**Conjunto de tarefas:**
**1.** Cada afirmação a seguir está de acordo com o trecho sobre as Irmãs Agostinianas em Goiânia? (a) As irmãs chegaram a Goiânia em junho de 1937. (b) O terreno para o colégio foi cedido pela primeira-dama. (c) A ordem já atuava em Catalão desde os anos 1920. Responda sim ou não a cada uma e cite literalmente as palavras do trecho que decidem.
**2.** Dê sequência ao trecho sobre as Irmãs Agostinianas em Goiânia a partir da última frase apresentada.

-------- Trecho do texto

Outras Protagonistas

Outras Protagonistas

Rosarita Fleury
Da religião às artes, não faltou abnegação feminina na consolidação da capital que nascia no Cerrado

Irmãs Agostinianas
Em junho de 1937, quatro irmãs da ordem das Agostinianas Missionárias chegaram a Goiânia para fundar um colégio, um dos primeiros construídos na área destinada à nova capital. Na Rua 55, no antigo Bairro Popular, elas receberam um terreno do então prefeito Venerando de Freitas Borges para construir a unidade educacional. A ordem, que já existia em Catalão desde os anos 1920, veio a Goiânia também para participar da implementação dos serviços da Santa Casa de Misericórdia, então em construção por iniciativa da primeira-dama, dona Gercina Borges Teixeira.

----------------
-------- Informações fornecidas

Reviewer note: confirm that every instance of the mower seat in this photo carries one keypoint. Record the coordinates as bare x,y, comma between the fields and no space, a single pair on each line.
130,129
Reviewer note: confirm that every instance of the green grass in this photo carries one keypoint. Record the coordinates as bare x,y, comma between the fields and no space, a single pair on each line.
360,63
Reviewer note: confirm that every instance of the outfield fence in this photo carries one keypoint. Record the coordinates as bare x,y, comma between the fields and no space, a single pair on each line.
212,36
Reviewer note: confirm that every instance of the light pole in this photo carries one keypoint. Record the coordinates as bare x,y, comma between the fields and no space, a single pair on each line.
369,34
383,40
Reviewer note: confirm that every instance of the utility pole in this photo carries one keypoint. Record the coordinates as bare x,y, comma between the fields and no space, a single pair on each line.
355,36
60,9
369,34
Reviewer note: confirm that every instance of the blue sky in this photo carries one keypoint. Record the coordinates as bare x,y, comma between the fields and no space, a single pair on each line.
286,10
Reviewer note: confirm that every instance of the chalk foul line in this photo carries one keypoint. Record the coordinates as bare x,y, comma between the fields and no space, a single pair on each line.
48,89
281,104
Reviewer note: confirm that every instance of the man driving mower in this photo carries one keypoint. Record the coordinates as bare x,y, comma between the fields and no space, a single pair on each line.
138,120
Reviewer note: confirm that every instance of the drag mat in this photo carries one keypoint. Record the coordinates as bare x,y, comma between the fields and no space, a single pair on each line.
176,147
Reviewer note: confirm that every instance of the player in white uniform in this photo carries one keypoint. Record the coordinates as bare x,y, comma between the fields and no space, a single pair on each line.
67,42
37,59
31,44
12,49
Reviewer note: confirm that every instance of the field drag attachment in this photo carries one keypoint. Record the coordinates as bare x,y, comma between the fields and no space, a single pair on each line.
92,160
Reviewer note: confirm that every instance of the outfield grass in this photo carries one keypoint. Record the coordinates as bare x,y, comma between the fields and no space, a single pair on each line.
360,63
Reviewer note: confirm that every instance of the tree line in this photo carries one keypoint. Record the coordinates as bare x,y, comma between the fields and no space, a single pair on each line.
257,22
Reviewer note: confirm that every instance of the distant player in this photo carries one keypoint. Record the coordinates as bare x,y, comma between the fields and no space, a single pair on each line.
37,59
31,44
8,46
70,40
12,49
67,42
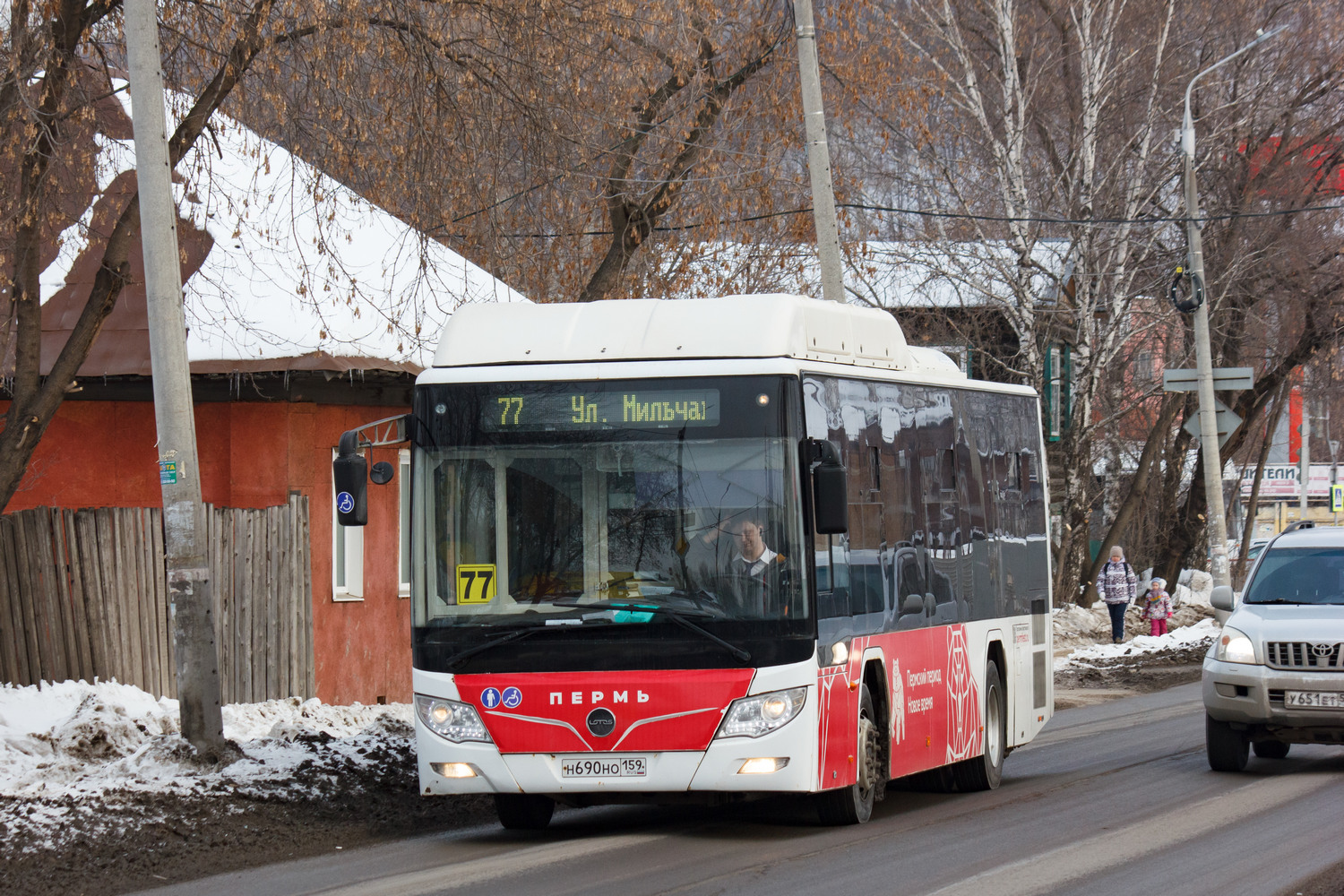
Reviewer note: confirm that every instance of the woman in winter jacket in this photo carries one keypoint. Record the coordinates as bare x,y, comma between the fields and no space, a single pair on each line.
1117,584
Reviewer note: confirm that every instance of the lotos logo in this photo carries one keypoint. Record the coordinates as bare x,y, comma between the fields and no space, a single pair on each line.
601,721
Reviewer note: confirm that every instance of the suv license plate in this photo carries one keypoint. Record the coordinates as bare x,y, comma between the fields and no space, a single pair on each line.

----------------

**Respostas por tarefa:**
**1.**
(a) Sim: "Em junho de 1937, quatro irmãs da ordem das Agostinianas Missionárias chegaram a Goiânia"
(b) Não: "elas receberam um terreno do então prefeito Venerando de Freitas Borges"
(c) Sim: "A ordem, que já existia em Catalão desde os anos 1920"

**2.**
O colégio, com 81 anos de existência, sempre funcionou no mesmo lugar em Goiânia, situado na região próxima do Parque Mutirama. As missionárias que vieram para o Brasil saíram da Espanha, onde o núcleo missionário das irmãs agostinianas foi fundado, em 1890. As freiras espanholas pioneiras no Brasil foram as madres Esperança Garrido (que dá nome ao teatro que foi construído nas dependências do Santo Agostinho), Natividade Gorrochátegui, Paz Hernandez, Mercedez Inarte, Isidora Rodriguez, Juliana Benito, Maria Valvanera, Angels Franco e Inês Lopes.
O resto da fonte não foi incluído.